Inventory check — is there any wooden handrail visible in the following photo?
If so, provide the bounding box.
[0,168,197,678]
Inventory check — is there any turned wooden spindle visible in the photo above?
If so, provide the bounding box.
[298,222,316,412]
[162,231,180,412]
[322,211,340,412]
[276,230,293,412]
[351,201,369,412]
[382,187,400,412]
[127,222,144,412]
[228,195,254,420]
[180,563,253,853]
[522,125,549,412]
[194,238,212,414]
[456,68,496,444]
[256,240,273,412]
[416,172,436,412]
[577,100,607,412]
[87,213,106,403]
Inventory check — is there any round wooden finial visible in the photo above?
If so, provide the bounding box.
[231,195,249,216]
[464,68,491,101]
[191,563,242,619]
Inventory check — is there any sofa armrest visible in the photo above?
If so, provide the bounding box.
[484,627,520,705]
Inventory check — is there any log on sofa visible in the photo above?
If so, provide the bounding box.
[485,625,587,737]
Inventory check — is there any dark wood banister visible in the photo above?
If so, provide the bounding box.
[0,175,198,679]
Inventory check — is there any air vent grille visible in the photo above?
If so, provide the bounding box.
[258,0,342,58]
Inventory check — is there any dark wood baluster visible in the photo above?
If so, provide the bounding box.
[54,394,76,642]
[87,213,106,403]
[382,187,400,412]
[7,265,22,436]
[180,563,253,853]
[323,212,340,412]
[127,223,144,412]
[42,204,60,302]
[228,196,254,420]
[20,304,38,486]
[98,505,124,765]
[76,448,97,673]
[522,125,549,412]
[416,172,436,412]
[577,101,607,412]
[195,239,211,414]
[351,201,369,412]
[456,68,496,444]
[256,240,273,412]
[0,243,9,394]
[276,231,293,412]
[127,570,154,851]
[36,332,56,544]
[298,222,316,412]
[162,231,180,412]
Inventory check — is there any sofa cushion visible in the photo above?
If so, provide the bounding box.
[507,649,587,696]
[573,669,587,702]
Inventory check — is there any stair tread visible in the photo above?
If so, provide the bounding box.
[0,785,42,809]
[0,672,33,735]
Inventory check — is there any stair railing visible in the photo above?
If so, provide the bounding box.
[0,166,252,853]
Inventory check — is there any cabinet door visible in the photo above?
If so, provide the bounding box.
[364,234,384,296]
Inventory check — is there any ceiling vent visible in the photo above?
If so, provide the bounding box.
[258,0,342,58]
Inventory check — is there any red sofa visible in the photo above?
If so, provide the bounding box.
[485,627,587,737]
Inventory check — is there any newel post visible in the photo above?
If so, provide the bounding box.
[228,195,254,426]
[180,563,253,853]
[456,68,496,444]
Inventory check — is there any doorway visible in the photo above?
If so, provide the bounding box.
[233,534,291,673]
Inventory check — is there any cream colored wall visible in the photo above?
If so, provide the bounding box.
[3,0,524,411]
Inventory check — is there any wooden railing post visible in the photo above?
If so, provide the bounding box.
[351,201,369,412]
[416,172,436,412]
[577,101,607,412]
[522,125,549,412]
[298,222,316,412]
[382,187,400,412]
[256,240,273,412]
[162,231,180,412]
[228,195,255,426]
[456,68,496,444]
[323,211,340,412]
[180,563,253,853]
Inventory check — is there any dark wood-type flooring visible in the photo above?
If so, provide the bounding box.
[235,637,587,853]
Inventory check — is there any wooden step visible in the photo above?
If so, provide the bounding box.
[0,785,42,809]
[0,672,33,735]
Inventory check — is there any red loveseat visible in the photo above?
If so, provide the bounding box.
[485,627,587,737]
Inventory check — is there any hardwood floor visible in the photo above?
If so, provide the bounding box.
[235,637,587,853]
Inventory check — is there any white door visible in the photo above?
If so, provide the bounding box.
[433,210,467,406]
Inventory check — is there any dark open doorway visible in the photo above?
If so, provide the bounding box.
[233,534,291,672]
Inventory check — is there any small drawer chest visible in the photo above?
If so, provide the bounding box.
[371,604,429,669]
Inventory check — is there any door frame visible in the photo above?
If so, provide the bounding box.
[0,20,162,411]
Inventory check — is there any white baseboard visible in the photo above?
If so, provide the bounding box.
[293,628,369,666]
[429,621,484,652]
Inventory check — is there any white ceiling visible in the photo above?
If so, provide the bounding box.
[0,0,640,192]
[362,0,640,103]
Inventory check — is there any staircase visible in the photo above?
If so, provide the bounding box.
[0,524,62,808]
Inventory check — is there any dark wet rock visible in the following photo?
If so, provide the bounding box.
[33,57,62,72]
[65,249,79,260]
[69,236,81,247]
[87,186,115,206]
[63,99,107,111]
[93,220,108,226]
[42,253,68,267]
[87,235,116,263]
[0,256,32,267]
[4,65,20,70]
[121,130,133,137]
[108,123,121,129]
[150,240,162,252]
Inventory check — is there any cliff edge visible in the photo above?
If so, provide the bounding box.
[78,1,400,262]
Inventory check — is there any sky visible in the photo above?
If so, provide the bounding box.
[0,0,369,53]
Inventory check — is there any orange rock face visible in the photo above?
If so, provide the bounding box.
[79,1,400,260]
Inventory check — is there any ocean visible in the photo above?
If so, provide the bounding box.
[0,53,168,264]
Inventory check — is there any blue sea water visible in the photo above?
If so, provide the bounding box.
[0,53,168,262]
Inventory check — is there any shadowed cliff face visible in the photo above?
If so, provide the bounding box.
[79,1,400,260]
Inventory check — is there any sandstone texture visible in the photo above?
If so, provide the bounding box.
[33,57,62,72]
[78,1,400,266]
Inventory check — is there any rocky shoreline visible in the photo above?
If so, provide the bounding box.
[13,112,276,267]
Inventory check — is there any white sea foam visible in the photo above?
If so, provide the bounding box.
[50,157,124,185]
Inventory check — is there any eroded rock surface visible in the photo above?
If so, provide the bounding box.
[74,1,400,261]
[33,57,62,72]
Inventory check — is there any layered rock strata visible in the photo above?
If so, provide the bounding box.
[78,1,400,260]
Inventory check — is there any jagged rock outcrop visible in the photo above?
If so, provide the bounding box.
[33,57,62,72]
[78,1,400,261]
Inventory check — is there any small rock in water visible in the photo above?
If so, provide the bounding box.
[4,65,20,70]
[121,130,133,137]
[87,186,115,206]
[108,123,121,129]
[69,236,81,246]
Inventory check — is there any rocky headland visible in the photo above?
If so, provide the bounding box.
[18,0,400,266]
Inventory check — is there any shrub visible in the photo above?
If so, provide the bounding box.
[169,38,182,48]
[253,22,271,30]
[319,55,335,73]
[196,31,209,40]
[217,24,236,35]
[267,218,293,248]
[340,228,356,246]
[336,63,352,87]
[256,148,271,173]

-------------------------

Please rewrite the part of the data that opens with the line containing "Inventory check — is there any ceiling" and closes with the line containing "[3,0,524,411]", replacing "cream colored wall" with "cream-colored wall" and leaving everything else unchanged.

ANSWER IN FULL:
Inventory check — is there any ceiling vent visible in the photo above?
If so, provide the bounding box.
[258,0,342,58]
Inventory check — is there any red sofa visible in the photo above?
If so, provide the bounding box.
[485,627,587,737]
Inventory check — is there any newel post visible in the photo above?
If so, provide the bounding box.
[228,195,254,426]
[180,563,253,853]
[456,68,496,444]
Inventory check — is there any doorway visible in the photo above?
If so, provide the bounding box.
[233,534,291,673]
Inventory check — is there any cream-colored wall visible in the photo above?
If so, provide the bounding box.
[3,0,524,411]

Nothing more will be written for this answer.